Given data:
-- BEGIN --

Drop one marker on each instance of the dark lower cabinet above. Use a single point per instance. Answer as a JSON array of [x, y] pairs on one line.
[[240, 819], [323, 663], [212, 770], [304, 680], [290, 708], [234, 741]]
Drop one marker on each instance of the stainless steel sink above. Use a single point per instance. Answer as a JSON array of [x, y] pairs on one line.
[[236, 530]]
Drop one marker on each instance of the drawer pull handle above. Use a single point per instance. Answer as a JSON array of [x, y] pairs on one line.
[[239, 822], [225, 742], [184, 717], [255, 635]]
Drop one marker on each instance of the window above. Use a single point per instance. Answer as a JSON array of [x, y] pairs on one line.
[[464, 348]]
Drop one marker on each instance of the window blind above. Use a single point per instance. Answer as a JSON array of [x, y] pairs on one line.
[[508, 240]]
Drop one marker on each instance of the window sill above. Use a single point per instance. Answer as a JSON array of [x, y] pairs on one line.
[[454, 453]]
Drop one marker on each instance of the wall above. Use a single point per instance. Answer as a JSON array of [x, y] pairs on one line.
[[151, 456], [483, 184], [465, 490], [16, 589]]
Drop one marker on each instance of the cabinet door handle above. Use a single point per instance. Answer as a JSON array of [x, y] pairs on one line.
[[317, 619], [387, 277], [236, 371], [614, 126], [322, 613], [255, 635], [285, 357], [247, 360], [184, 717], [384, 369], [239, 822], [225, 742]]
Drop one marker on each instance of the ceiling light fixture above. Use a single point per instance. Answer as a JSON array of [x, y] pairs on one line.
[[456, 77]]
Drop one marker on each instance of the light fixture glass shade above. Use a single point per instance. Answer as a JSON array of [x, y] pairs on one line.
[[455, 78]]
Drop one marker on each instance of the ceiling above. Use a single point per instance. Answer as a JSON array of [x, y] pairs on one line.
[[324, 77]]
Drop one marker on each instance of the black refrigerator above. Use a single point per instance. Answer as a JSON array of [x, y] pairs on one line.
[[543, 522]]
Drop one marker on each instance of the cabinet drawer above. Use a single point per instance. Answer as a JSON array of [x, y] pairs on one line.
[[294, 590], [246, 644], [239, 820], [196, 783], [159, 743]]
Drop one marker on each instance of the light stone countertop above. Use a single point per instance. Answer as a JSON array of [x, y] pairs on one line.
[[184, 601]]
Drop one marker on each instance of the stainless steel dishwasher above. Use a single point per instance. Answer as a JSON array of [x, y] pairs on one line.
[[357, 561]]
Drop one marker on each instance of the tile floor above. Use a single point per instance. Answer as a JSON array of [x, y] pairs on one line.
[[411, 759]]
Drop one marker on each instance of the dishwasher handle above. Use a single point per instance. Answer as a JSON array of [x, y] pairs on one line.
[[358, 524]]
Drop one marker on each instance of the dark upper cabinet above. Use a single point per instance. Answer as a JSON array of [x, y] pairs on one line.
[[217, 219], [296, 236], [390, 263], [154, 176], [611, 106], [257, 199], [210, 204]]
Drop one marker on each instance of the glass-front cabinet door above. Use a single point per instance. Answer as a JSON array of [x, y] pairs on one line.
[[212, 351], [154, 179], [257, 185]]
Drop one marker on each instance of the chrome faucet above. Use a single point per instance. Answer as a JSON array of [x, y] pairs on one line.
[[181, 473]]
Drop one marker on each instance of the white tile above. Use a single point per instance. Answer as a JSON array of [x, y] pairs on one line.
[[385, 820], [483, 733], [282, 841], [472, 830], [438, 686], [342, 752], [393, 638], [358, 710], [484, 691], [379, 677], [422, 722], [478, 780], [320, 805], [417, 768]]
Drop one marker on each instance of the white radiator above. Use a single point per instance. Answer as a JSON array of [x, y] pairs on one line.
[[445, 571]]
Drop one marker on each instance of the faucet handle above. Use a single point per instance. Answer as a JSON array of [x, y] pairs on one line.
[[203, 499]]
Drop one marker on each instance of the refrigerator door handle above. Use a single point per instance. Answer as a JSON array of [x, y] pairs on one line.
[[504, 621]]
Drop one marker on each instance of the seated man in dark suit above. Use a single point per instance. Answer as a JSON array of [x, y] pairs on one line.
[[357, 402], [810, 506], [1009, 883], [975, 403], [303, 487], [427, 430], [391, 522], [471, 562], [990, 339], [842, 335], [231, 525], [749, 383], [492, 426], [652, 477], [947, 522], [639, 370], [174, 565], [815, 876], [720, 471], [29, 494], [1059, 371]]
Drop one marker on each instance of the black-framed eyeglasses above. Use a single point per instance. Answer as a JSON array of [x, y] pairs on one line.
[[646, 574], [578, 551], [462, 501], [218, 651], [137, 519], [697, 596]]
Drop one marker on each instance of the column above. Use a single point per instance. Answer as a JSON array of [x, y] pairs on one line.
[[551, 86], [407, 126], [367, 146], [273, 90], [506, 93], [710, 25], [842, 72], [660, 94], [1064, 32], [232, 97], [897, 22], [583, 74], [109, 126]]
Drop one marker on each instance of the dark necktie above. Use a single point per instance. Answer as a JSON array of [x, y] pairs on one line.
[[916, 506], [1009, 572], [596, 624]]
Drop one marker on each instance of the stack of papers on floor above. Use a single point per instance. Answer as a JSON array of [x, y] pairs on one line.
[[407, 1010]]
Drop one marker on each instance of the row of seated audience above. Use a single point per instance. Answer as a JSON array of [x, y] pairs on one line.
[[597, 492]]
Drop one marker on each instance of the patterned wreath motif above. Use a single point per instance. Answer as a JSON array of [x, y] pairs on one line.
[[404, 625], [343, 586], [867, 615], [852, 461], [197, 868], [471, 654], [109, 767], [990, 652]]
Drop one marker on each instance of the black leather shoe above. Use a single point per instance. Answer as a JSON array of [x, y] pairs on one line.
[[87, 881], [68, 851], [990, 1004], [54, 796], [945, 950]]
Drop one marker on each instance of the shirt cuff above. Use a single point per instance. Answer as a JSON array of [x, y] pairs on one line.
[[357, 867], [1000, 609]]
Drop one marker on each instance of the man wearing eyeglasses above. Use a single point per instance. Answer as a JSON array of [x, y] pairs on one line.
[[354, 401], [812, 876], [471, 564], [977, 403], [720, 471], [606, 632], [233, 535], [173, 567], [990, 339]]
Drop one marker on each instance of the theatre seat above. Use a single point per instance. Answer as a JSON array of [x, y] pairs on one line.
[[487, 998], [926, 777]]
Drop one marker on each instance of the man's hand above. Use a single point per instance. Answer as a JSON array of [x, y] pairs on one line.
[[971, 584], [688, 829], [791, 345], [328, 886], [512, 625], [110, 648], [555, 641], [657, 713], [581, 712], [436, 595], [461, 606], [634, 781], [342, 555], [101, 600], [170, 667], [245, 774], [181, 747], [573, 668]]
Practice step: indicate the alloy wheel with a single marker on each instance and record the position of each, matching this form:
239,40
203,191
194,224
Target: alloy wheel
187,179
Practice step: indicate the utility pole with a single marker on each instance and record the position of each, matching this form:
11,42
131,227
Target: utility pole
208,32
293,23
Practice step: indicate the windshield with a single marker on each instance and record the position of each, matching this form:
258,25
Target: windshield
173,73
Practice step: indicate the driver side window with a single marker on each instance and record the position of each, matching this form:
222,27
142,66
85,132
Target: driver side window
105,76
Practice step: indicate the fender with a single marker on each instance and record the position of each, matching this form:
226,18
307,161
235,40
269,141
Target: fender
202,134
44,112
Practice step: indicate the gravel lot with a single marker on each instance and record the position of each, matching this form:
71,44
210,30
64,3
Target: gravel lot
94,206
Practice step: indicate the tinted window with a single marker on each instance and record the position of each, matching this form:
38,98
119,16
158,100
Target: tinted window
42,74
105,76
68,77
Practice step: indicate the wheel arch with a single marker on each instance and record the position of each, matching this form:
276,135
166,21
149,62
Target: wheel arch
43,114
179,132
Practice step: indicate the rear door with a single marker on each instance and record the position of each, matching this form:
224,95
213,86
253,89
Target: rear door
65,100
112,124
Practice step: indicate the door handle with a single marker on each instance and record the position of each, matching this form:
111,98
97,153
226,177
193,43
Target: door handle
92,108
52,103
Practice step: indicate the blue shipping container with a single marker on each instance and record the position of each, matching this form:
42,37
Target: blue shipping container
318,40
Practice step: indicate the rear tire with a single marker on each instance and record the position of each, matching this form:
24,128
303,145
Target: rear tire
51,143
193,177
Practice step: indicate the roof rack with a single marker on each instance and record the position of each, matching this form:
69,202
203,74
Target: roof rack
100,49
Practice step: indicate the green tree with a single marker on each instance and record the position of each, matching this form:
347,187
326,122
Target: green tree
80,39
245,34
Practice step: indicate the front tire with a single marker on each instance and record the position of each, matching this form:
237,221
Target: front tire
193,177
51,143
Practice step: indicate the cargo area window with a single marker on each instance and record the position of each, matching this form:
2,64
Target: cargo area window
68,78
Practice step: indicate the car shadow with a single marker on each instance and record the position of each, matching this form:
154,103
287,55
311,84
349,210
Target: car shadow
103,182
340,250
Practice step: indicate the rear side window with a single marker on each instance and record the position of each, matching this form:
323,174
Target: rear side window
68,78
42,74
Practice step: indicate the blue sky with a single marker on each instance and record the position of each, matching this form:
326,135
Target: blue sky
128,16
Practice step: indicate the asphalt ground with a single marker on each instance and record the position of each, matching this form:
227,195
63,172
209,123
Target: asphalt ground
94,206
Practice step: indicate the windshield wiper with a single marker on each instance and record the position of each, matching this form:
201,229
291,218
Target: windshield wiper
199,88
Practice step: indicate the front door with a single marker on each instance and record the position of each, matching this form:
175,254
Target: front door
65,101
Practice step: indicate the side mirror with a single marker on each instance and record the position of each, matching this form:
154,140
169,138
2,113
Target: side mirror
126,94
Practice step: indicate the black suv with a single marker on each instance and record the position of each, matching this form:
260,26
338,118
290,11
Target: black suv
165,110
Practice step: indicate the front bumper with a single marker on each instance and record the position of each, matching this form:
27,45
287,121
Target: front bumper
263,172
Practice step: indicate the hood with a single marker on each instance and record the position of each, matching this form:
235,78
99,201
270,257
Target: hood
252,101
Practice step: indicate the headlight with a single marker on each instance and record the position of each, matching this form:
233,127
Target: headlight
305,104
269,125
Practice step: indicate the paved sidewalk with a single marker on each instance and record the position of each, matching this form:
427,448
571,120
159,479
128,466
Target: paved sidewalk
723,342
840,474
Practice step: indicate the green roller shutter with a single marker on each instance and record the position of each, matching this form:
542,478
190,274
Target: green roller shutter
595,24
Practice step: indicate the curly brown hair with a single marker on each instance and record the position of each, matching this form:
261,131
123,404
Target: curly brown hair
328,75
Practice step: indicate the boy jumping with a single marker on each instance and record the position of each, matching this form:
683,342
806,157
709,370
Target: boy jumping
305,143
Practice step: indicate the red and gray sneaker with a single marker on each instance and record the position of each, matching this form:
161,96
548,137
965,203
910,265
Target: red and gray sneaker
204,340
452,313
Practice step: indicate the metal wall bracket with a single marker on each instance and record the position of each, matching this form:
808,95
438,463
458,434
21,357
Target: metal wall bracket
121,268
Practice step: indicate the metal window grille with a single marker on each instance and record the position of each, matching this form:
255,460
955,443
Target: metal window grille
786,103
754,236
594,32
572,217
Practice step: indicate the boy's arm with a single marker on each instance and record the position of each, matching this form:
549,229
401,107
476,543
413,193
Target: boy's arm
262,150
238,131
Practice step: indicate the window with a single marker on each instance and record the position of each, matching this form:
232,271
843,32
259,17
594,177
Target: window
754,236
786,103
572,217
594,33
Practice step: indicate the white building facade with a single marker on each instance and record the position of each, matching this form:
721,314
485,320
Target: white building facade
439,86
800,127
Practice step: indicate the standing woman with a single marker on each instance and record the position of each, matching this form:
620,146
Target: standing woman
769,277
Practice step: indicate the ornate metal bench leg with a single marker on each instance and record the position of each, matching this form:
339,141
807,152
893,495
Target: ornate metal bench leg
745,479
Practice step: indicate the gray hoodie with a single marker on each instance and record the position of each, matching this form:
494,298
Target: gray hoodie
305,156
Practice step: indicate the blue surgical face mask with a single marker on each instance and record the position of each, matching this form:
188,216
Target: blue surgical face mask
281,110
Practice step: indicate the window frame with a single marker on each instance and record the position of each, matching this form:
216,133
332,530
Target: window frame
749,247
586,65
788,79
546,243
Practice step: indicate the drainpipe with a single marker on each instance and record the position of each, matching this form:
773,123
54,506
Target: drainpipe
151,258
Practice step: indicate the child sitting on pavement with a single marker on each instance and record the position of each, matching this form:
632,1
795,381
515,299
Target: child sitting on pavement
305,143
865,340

-- END --

What is asked: Rewrite the entries from the line with "Practice step: indicate the blue surgical" through the end of the entries, replacing "drainpipe" with "downspout" everywhere it occurs and leaving everything else unchanged.

Result of this task:
Practice step: indicate the blue surgical face mask with a single marker on each instance and record the position of each, matching this form:
188,216
Target: blue surgical face mask
281,110
Practice step: indicate the window frame with a single marker on each instance and record the position of each, matching this form:
216,133
332,530
Target: window frame
749,247
586,65
788,79
546,243
Practice step: indicate the downspout with a single marker on each instance and record the position of each, matching this form:
773,123
54,506
Target: downspout
151,258
Practice step: indicate the child sitting on pavement with a single marker on each instance and record the position of each, matching this form:
632,1
795,381
515,299
Target: child sitting on pavement
305,143
865,340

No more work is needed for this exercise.